[Supplied information]

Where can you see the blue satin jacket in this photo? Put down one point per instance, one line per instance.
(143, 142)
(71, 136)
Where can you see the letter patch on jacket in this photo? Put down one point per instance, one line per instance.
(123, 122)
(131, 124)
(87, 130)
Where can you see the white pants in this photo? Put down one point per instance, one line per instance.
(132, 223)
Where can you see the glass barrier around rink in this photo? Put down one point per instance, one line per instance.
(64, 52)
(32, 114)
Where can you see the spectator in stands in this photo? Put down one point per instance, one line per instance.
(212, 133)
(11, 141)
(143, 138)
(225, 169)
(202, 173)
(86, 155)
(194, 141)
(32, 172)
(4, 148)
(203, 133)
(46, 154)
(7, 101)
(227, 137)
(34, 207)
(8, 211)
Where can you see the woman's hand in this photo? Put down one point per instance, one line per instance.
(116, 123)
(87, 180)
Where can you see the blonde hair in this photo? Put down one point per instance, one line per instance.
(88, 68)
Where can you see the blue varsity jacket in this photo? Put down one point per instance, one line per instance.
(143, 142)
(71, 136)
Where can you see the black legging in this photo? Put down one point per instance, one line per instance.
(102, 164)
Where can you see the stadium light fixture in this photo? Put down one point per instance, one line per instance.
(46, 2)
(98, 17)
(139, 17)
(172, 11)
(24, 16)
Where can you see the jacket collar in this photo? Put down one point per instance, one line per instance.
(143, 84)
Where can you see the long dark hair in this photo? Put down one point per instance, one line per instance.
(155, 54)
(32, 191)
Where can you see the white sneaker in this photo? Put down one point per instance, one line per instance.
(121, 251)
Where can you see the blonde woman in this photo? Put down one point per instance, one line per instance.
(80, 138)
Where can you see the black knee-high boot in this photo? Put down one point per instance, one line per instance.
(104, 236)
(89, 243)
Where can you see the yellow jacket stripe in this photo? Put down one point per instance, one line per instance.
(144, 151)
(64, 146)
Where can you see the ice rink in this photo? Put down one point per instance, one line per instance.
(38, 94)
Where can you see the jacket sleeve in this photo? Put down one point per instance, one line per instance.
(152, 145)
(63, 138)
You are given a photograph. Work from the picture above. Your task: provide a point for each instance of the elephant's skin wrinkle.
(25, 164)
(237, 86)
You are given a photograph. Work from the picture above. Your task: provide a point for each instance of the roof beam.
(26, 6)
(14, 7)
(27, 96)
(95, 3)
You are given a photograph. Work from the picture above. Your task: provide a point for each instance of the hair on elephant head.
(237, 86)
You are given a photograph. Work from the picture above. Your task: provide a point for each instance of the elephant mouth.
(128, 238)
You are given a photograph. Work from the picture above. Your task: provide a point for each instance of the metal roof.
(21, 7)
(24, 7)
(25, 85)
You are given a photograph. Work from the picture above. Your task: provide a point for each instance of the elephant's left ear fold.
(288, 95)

[/Supplied information]

Your task is to return, exactly and on their own, the lines from the one containing "left ear fold." through the last line of the listing.

## Problem solution
You are given a photograph. Work from the picture above. Your task: provide a point for each instance of the elephant's left ear fold.
(288, 95)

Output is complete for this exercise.